OBJECTIVE:
Please copy out all of these lines with "5 pixels" swapped for "3 pixels" and nothing else altered, and leave the pictures out.

=== RECORDS FOR THE TASK ===

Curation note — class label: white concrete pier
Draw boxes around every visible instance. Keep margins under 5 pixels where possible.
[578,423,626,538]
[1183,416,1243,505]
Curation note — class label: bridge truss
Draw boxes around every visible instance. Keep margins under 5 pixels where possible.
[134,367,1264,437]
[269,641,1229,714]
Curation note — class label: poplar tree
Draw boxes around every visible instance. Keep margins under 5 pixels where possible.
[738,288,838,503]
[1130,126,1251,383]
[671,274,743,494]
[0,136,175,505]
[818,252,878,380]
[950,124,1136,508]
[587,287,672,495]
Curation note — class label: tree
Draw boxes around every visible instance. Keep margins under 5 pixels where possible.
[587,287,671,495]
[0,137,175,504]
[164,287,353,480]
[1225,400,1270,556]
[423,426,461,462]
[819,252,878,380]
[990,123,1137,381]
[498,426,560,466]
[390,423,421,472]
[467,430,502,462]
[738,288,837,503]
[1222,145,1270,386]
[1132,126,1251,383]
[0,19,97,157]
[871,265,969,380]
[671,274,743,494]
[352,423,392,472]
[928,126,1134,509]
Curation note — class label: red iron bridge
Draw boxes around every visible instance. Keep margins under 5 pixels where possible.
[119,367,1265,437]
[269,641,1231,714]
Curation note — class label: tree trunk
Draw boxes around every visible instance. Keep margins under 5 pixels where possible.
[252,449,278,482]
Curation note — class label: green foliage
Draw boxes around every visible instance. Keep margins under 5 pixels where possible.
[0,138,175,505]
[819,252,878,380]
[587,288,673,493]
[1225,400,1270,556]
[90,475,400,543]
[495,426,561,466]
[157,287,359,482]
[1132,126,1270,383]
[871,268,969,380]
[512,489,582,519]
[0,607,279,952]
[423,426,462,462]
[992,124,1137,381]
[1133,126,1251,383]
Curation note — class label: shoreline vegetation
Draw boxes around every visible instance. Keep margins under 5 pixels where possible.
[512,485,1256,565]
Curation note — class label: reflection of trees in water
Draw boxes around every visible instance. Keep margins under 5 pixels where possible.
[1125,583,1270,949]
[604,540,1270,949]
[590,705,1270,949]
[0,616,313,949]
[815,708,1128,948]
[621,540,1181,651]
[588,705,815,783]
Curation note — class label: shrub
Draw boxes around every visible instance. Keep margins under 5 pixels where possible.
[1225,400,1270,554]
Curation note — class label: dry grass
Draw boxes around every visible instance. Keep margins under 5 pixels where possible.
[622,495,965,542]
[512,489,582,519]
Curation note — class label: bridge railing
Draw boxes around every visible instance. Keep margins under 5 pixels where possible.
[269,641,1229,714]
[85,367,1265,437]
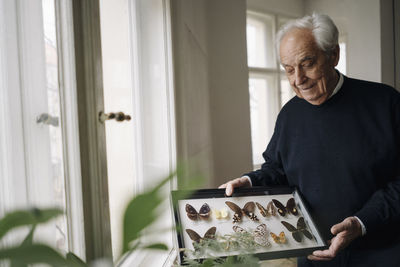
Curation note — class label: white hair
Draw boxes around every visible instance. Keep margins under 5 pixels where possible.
[276,13,339,59]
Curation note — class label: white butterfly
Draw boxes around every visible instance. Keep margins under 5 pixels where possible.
[232,223,271,247]
[253,223,271,247]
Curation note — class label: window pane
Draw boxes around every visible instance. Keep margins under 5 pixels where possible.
[247,13,275,68]
[100,0,137,259]
[336,41,346,75]
[249,74,279,166]
[281,74,296,107]
[42,0,68,251]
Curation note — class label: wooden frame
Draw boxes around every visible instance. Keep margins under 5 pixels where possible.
[172,187,327,263]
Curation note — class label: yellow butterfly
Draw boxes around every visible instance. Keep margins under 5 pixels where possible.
[270,231,286,244]
[213,208,229,220]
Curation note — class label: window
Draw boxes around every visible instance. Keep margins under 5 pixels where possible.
[247,11,295,169]
[0,0,85,258]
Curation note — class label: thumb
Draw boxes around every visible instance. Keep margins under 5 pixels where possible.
[331,221,348,235]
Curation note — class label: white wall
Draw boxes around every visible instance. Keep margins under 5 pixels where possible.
[247,0,304,17]
[305,0,382,82]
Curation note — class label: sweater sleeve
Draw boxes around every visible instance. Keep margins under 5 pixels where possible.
[355,98,400,234]
[243,117,288,186]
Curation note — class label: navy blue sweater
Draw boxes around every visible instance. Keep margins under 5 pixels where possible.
[246,77,400,246]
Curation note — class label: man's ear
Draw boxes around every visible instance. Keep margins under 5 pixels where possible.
[330,45,340,67]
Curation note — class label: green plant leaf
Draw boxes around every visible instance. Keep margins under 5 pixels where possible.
[0,208,63,239]
[10,224,36,267]
[0,244,68,266]
[143,243,168,250]
[66,252,88,267]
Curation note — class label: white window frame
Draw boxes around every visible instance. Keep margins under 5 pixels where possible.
[0,0,85,259]
[247,9,293,170]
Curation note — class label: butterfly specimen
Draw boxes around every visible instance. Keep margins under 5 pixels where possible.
[272,198,299,216]
[213,208,229,220]
[185,203,211,221]
[256,201,276,217]
[225,201,258,223]
[232,223,271,247]
[186,227,217,243]
[270,231,286,244]
[253,223,271,247]
[281,217,313,242]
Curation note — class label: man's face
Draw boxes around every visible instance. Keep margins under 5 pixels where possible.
[280,29,339,105]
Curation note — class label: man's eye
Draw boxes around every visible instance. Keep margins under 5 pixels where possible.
[286,68,293,74]
[302,61,314,68]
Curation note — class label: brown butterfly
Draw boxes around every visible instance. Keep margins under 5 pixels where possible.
[281,217,313,242]
[270,231,286,244]
[232,223,271,247]
[272,198,299,216]
[256,201,276,217]
[253,223,271,247]
[185,203,211,221]
[225,201,258,223]
[186,227,217,243]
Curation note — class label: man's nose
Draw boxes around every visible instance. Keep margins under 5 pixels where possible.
[295,68,307,86]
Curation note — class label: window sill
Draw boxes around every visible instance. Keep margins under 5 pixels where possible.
[116,248,178,267]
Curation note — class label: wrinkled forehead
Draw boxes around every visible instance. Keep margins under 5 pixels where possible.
[279,29,322,65]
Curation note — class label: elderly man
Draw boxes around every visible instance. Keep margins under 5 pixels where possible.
[220,14,400,266]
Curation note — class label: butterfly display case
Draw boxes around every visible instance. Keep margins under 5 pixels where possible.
[171,187,327,263]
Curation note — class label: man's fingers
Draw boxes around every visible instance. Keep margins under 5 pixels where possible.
[307,255,332,261]
[312,248,336,259]
[225,183,233,196]
[331,221,349,235]
[218,184,226,189]
[218,177,251,196]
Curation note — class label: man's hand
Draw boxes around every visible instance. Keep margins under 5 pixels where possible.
[307,217,362,261]
[218,177,251,196]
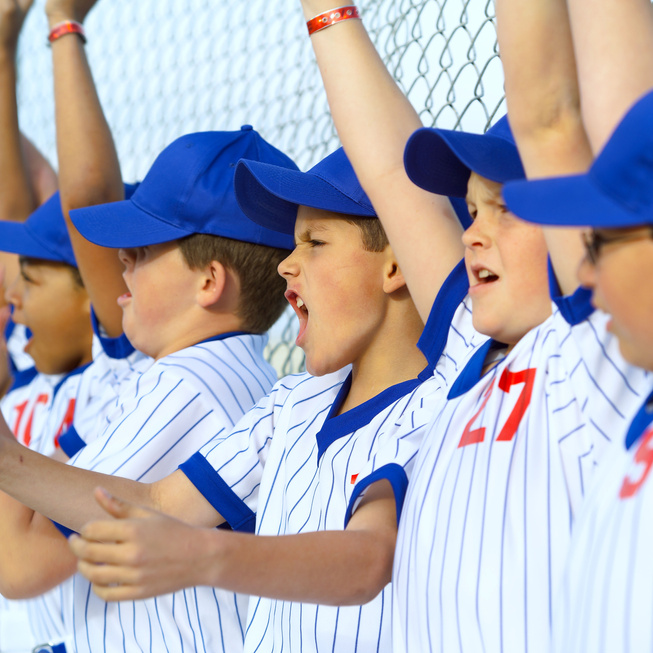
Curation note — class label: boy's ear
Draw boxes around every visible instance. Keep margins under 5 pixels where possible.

===

TASK RESPONSE:
Curation note — class label: white concrete pier
Draw boxes around every visible instance. Keep margins under 3 pixels where possible.
[578,423,626,538]
[1183,416,1243,505]
Curation note — class label: bridge truss
Draw boxes around every visible instance. Keep margins under 3 pixels where possible.
[134,367,1264,437]
[269,641,1229,714]
Curation note — class label: poplar tree
Draw boxes around every visible instance. Keep margins under 3 pixels where possible.
[738,288,838,503]
[1130,126,1251,383]
[671,274,743,494]
[0,136,175,505]
[818,252,878,380]
[950,124,1136,508]
[587,287,672,495]
Curation note — class label: tree
Draw boxes around every visible instance. Keep margins under 3 pixels where possible.
[587,287,671,495]
[0,137,175,504]
[164,287,353,480]
[1225,400,1270,556]
[423,426,461,462]
[819,252,878,380]
[990,123,1137,381]
[498,426,560,466]
[390,423,421,472]
[467,430,502,462]
[738,288,837,503]
[1222,145,1270,386]
[1132,126,1251,383]
[0,19,97,157]
[871,265,969,380]
[671,274,743,494]
[352,423,392,472]
[928,126,1134,509]
Curation note — class label: red iron bridge
Draw boxes around every visible instance. Keep margins under 3 pixels where possible.
[119,367,1265,437]
[269,641,1231,714]
Curation note — class label: tree trunk
Draw boxes around every visible instance. Keep margins under 3 pixels where possible.
[252,449,278,482]
Curation note — class label: green foliage
Draw boxes around every visible instance. Keep margins under 3 pixels where possible.
[0,138,175,505]
[819,252,878,380]
[587,288,673,493]
[1225,400,1270,556]
[90,475,400,543]
[495,426,561,466]
[157,287,359,482]
[1132,126,1270,383]
[871,268,969,380]
[512,489,582,519]
[0,607,279,952]
[423,426,462,462]
[992,124,1137,381]
[1133,126,1251,383]
Curation note — class label: shoreline vegetation
Draw boxes around every visible instance. Keep margins under 3 pixels where possible.
[512,485,1256,565]
Curation note — class label: reflection of trees in water
Draw boxes around every visible instance. Keep margins under 3 pixels where possible.
[1125,583,1270,949]
[604,540,1270,949]
[590,705,1270,949]
[0,616,313,949]
[815,708,1128,948]
[621,540,1181,651]
[588,705,815,783]
Curation note — class label: shrub
Draw boxes around every visible instance. Keep margins under 3 pixels where possible.
[1225,400,1270,554]
Curation note — class label: dry grass
Draw boxes around every visible instance. Keep margins under 3 pixels where possible.
[622,495,965,542]
[512,489,582,519]
Curation note — class label: bridge railing
Draw boxes around every visible instance. Keep margins under 3 pixels where possible.
[269,641,1229,714]
[85,367,1265,437]
Curation note — class label: white hair
Draw boxes around every visible instance. Keep margins under 3 pixels where possible.
[276,13,339,59]
Curation note — class label: white butterfly
Draw boxes around every visible instance. Keep margins under 3 pixels where possible.
[232,223,271,247]
[253,223,271,247]
Curation note — class label: window pane
Draw boxes around every visible instance. Keep margins under 3 pixels where possible.
[247,13,275,68]
[100,0,137,259]
[336,41,346,75]
[249,74,279,166]
[281,74,296,107]
[42,0,68,251]
Curation note — class label: wooden frame
Draw boxes around every visible instance. Keep margins under 3 pixels where possible.
[172,187,327,263]
Curation note — class label: yellow butterfly
Draw boxes around every visible instance. Keep margins under 3 pixels where possible.
[270,231,286,244]
[213,208,229,220]
Curation note — class label: window
Draw boxes around every visible instance. Keep margins under 3 pixels where possible.
[247,11,295,169]
[0,0,85,258]
Curation note — class label: thumb
Draw boxes around every visible instance. Keep margins under 3 pixels where possible.
[331,221,348,235]
Curation note — class label: white wall
Draw boxes around every visible instance. Keep margins under 3 pixels where possible.
[247,0,304,17]
[305,0,382,82]
Curation note — class label: sweater sleeve
Draw boxes around every visible instance. Keep margins under 3 pixels where possible.
[355,98,400,234]
[243,117,288,186]
Curation note — class label: navy blue sweater
Draw boxes around every visible instance. Keep margins under 3 pixels where possible.
[246,77,400,246]
Curation note — class label: man's ear
Draw boxes around every visible instance. Keep margins under 3 pixels where possible.
[330,45,340,67]
Curation note — class label: green plant leaf
Draw boxes around every visible instance. Keep margins under 3 pixels where possible.
[0,208,63,239]
[10,224,36,267]
[0,244,68,266]
[143,243,168,250]
[66,252,88,267]
Curation note — class label: white window frame
Draw boxes around every visible instance. Keep margins under 3 pixels where possible.
[0,0,85,259]
[247,9,293,170]
Curation note — class label: butterfly specimen
Draw boxes around every visible instance. Keep margins under 3 pixels where possible.
[272,198,299,216]
[213,208,229,220]
[185,203,211,221]
[256,201,276,217]
[225,201,258,223]
[232,223,271,247]
[186,227,217,243]
[270,231,286,244]
[253,223,271,247]
[281,217,313,242]
Curation note — class label: man's face
Draw boxes around every visible instance. Keep margins under 3 pixels where possible.
[280,29,339,105]
Curation note — class label: man's eye
Draw boxes around every visible instance. Keep margins under 3 pixels where possible.
[286,68,293,74]
[302,61,314,68]
Curation note — class label: brown butterfly
Draw boxes around every visible instance. Keep margins under 3 pixels where possible.
[281,217,313,242]
[270,231,286,244]
[232,223,271,247]
[272,198,299,216]
[256,201,276,217]
[253,223,271,247]
[185,203,211,221]
[225,201,258,223]
[186,227,217,243]
Curation note — class label: man's nose
Draw boxes around every visible instance. Keep margins under 3 pixels where possible.
[295,68,307,86]
Curation note — class label: window sill
Draw boxes around every visible instance. Keep margins under 3 pixels where possible.
[116,248,178,267]
Curation note — class label: wrinkled forehead
Draw boxes around every visible instance. Keep margins under 3 pixels where possible.
[279,29,322,65]
Curation note — class label: elderly man
Draw boxes around every visible instance. Keep margins under 3 pixels where possible.
[220,14,400,266]
Curation note — class label: butterfly display case
Draw boxes around every visible instance. Keep margins under 3 pixels where possible.
[171,187,327,263]
Curation note — class label: man's fingers
Draw boxes around every visible instance. Keep margins under 3 pixels where possible.
[307,255,332,261]
[312,248,336,259]
[225,183,233,196]
[331,221,349,235]
[218,184,226,189]
[218,177,251,196]
Curation note — class label: man's hand
Draw boxes around every visible instance. Keep margins under 3 pixels where possible.
[307,217,362,261]
[218,177,251,196]
Curation note — class label: boy's ear
Draw boxes around every visible instance. Keep margins under 3 pixels where possible.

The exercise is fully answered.